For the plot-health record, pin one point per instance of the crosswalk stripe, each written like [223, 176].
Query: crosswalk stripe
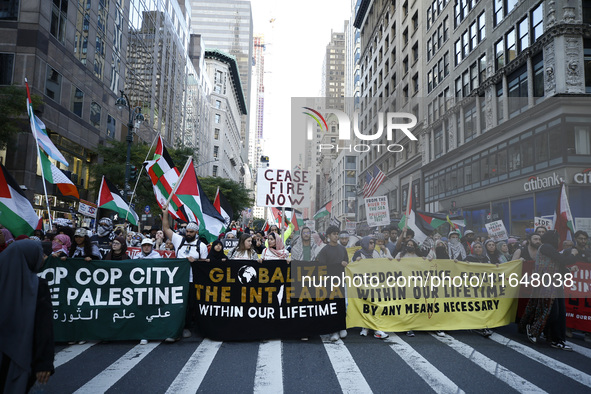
[70, 353]
[549, 362]
[269, 371]
[431, 375]
[192, 374]
[497, 370]
[348, 374]
[585, 351]
[111, 375]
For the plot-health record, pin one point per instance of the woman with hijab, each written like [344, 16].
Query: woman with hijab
[26, 319]
[367, 250]
[6, 238]
[545, 311]
[455, 249]
[276, 249]
[504, 254]
[244, 249]
[118, 250]
[61, 245]
[491, 251]
[216, 254]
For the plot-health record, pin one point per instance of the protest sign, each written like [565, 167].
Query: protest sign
[407, 295]
[244, 300]
[377, 211]
[283, 188]
[116, 300]
[497, 231]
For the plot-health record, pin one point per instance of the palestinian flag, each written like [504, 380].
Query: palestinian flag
[16, 212]
[190, 193]
[54, 175]
[164, 175]
[110, 198]
[324, 211]
[40, 133]
[222, 206]
[563, 219]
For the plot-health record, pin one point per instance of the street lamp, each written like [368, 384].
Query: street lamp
[135, 114]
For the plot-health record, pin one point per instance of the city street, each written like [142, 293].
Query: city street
[462, 361]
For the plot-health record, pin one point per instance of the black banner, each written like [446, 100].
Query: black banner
[245, 300]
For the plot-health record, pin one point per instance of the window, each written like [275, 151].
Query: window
[499, 55]
[95, 114]
[110, 126]
[76, 101]
[510, 45]
[6, 68]
[59, 18]
[538, 66]
[53, 84]
[537, 19]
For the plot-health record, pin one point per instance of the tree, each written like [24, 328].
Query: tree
[13, 113]
[236, 194]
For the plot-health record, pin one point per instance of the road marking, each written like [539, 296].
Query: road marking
[549, 362]
[70, 353]
[585, 351]
[497, 370]
[192, 374]
[268, 377]
[431, 375]
[111, 375]
[348, 374]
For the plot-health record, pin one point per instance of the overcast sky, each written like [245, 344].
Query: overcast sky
[296, 42]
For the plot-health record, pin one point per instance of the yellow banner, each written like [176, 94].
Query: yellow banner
[417, 294]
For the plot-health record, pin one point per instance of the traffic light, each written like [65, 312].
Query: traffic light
[132, 173]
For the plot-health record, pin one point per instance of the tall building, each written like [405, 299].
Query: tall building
[226, 25]
[499, 89]
[228, 105]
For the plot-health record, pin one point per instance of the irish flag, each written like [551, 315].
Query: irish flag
[190, 193]
[563, 219]
[54, 175]
[324, 211]
[109, 198]
[16, 212]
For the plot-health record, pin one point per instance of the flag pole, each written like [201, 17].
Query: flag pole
[176, 186]
[408, 201]
[139, 175]
[32, 119]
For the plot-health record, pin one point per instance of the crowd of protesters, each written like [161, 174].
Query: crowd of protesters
[21, 259]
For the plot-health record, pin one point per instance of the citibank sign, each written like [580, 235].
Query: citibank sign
[583, 177]
[536, 183]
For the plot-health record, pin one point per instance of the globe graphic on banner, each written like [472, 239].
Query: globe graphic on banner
[247, 274]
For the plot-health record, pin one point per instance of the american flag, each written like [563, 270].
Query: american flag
[372, 182]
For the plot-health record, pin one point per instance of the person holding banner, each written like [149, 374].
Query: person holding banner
[26, 319]
[118, 250]
[191, 248]
[276, 249]
[244, 250]
[546, 310]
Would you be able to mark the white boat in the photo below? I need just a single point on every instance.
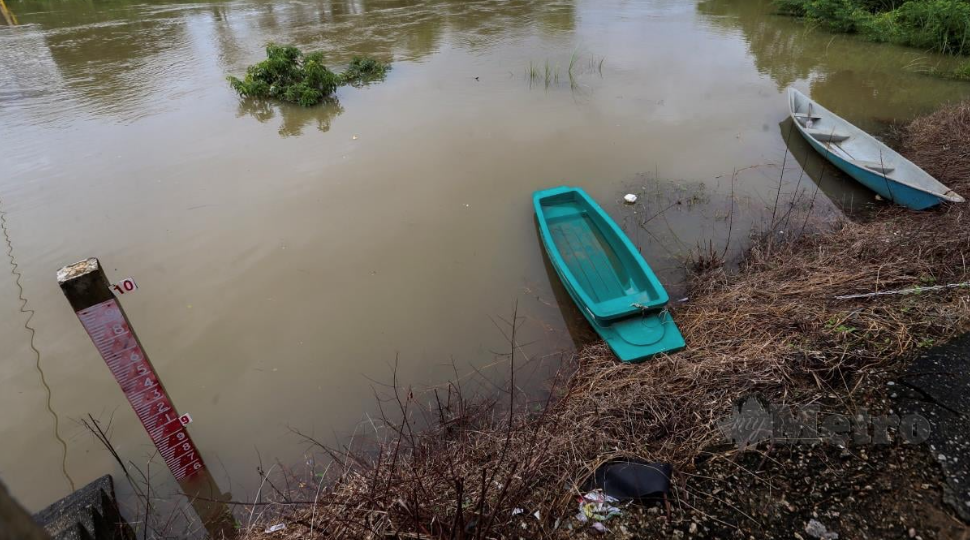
(864, 158)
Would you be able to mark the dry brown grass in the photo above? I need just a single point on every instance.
(940, 143)
(772, 328)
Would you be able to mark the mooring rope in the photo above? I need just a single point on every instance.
(15, 270)
(912, 290)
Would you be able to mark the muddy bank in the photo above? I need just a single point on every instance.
(773, 329)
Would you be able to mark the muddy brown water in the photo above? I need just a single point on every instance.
(287, 256)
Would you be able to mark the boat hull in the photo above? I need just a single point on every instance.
(866, 159)
(887, 188)
(641, 333)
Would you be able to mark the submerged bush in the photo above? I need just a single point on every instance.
(289, 75)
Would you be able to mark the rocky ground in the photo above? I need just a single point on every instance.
(827, 490)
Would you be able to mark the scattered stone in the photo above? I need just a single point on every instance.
(816, 529)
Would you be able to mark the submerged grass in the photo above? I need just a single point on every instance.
(773, 328)
(549, 75)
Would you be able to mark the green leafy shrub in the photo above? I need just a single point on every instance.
(836, 15)
(793, 8)
(942, 25)
(289, 75)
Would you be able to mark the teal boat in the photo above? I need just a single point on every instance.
^^^^
▶ [What you are asked to do] What you return must match the records line for line, with the pictures left out.

▶ [Response]
For the plot-health record, pin one point per instance of the crosswalk stripe, each written like [223, 176].
Query: crosswalk stripe
[70, 353]
[549, 362]
[269, 371]
[431, 375]
[192, 374]
[497, 370]
[348, 374]
[585, 351]
[111, 375]
For the plot-health record, pin one point per instance of the woman with hijab, each written like [344, 16].
Query: woman with hijab
[26, 319]
[367, 250]
[6, 238]
[545, 311]
[455, 249]
[276, 249]
[504, 254]
[244, 249]
[118, 250]
[61, 245]
[491, 251]
[216, 254]
For the plot-health record, pin one point per instance of the protest sign, each written like [565, 167].
Query: protest sign
[407, 295]
[244, 300]
[377, 211]
[283, 188]
[116, 300]
[497, 231]
For the plot-health record, pin one point per instance of the palestinian flag, each written like [504, 380].
Query: palestinian flag
[16, 212]
[190, 193]
[54, 175]
[164, 175]
[110, 198]
[324, 211]
[40, 133]
[222, 206]
[563, 219]
For the plot-health record, pin one point per instance of the street lamp, each written like [368, 384].
Query: street lamp
[135, 114]
For the plot-health record, pin one point per instance of the city street, each written like [142, 293].
Query: city street
[462, 361]
For the plot-health record, pin one point per instance of the black banner, each written like [446, 100].
Query: black banner
[245, 300]
For the plot-health record, pin one point per instance of the window, each written like [275, 151].
Query: window
[499, 55]
[95, 114]
[110, 126]
[76, 101]
[510, 45]
[6, 68]
[59, 18]
[538, 66]
[53, 84]
[537, 19]
For the plot-health record, pin one point per instance of the tree, each written like [24, 328].
Query: tree
[13, 113]
[236, 194]
For the plot-health record, pin one point per instance of the road marking, each written like [539, 296].
Query: road marking
[549, 362]
[70, 353]
[585, 351]
[497, 370]
[192, 374]
[268, 377]
[431, 375]
[111, 375]
[348, 374]
For the plot-health record, pin one point per instance of the overcast sky, each written like [245, 344].
Query: overcast sky
[296, 42]
For the plot-health record, pin one point per instance of the yellow banner, each written like [176, 94].
Query: yellow banner
[417, 294]
For the plot-health record, pin one point per instance of the traffic light, each written like [65, 312].
Query: traffic light
[132, 173]
For the plot-health record, pin one point per instance of the tall building, each written like [405, 299].
Query: tall building
[226, 25]
[499, 89]
[228, 105]
For the plot-health record, pin one point per instance of the irish flag, each written like [551, 315].
Query: irish flag
[190, 193]
[563, 219]
[54, 175]
[324, 211]
[109, 198]
[16, 212]
For the plot-health record, pin one point per instance of the flag pole, each written like [201, 17].
Query: flag pole
[176, 186]
[408, 201]
[139, 175]
[32, 119]
For the plot-health record, pin one point per instance of the crowd of protesters, each written like [161, 174].
Query: crowd of protesters
[21, 259]
For the plot-health record, pin one point per instance of the citibank sign, each written like [580, 235].
Query: citibank sign
[583, 177]
[536, 183]
For the plot-health record, pin one point per instance of the globe graphic on banner, each written like [472, 239].
Query: globe graphic on banner
[247, 274]
For the plot-health record, pin one point per instance of the american flag, each written like [563, 270].
Query: american flag
[372, 182]
For the plot-health record, pin one point per instance of the person holding banner, each written like [149, 374].
Query: person holding banner
[26, 319]
[118, 250]
[191, 248]
[276, 249]
[244, 250]
[546, 310]
Would you be able to mark the white boat in the photo below? I need just a single point on every instance.
(864, 158)
Would you be able to mark the dry brown grass in the photo above? I need just a single point on every instance.
(940, 143)
(772, 328)
Would you be able to mark the mooring rope in the photo above? I need just a single point on every instance.
(15, 270)
(912, 290)
Would you be able to mark the muddy bank in the photo above? I need just a single point on every instance.
(773, 329)
Would you be able to mark the muddy brown water in the photo above? I need just a single point on every instance.
(287, 256)
Would you be able to mark the boat hull in the photo above? I need just a single point on every instance.
(866, 159)
(887, 188)
(641, 333)
Would you be able to mark the submerged bush in the photo above? I need just a single point on every instance.
(289, 75)
Would you be able to mark the rocky ground in the photo above? I need just a single point on every instance.
(827, 490)
Would you be able to mark the scattered stone in the photo above? I need just a single point on every instance.
(816, 529)
Would you be able to mark the submerged grass in the photo above? I need just a single point on every instance.
(773, 328)
(549, 75)
Would you be able to mark the green leafy shrub in the photo above? I need just a single point on every instance.
(836, 15)
(793, 8)
(942, 25)
(289, 75)
Would you be able to mark the teal boat in the photo above? I need just a single point on every instance.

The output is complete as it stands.